--- WHAT THE TASK REQUIRES ---
Lay out the lines from the one containing "Mark the region of each instance of the jar" through the one containing "0), (174, 12)]" as a Markdown table with the columns Number and Line, leaving out any blank lines.

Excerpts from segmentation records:
══════════════════════════════
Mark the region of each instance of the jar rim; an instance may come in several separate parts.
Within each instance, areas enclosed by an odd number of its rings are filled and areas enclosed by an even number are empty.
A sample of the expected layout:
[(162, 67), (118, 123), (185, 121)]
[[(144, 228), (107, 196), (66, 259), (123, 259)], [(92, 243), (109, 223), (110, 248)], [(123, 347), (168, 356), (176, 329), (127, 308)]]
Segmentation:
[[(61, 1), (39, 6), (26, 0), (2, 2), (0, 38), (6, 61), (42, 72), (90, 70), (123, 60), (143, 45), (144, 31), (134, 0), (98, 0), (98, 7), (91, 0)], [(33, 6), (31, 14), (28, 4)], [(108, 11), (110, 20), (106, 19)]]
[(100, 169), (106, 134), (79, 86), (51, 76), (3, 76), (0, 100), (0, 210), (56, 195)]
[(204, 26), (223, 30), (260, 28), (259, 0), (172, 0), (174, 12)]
══════════════════════════════
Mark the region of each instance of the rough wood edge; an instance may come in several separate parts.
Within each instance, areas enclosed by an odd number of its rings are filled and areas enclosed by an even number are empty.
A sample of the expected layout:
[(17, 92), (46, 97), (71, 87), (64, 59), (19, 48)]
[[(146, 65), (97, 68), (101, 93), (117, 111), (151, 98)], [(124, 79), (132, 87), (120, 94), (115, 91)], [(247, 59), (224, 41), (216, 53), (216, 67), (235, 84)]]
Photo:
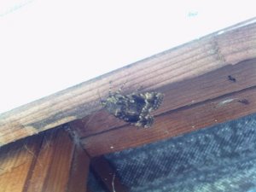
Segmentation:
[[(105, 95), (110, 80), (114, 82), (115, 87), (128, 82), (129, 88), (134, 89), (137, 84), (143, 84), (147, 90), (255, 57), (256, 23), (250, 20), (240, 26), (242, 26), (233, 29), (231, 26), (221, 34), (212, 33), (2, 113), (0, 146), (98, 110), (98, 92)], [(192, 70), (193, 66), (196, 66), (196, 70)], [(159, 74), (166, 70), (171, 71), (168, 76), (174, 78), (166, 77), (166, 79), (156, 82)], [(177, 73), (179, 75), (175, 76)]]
══════════════════════════════
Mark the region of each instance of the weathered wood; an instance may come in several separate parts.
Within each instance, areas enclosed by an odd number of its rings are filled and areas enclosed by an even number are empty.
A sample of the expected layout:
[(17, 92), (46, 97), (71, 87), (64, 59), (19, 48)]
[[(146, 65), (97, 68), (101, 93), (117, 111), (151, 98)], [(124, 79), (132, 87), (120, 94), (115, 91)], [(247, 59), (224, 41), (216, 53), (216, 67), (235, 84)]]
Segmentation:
══════════════════════════════
--- THE SOLUTION ---
| Number | Line |
|---|---|
| 1 | Mark the region of each instance of the jar rim; an instance may come in several separate parts. |
| 2 | Within each instance, areas enclosed by an odd number of its rings are filled and areas enclosed by an even number are empty. |
| 3 | A sample of the expected layout: |
| 4 | [(162, 67), (118, 123), (185, 121)] |
| 5 | [[(144, 228), (107, 196), (66, 259), (123, 259)], [(92, 243), (109, 223), (110, 248)], [(123, 347), (168, 356), (176, 329), (127, 308)]] |
| 6 | Segmentation: |
| 7 | [[(61, 1), (39, 6), (26, 0), (2, 2), (0, 38), (6, 61), (42, 72), (90, 70), (123, 60), (143, 45), (144, 31), (134, 0), (98, 0), (98, 7), (91, 0)], [(33, 6), (31, 14), (28, 4)], [(108, 11), (110, 20), (106, 19)]] |
| 8 | [(100, 169), (106, 134), (79, 86), (51, 76), (3, 76), (0, 100), (0, 210), (56, 195)] |
| 9 | [(204, 26), (223, 30), (260, 28), (259, 0), (172, 0), (174, 12)] |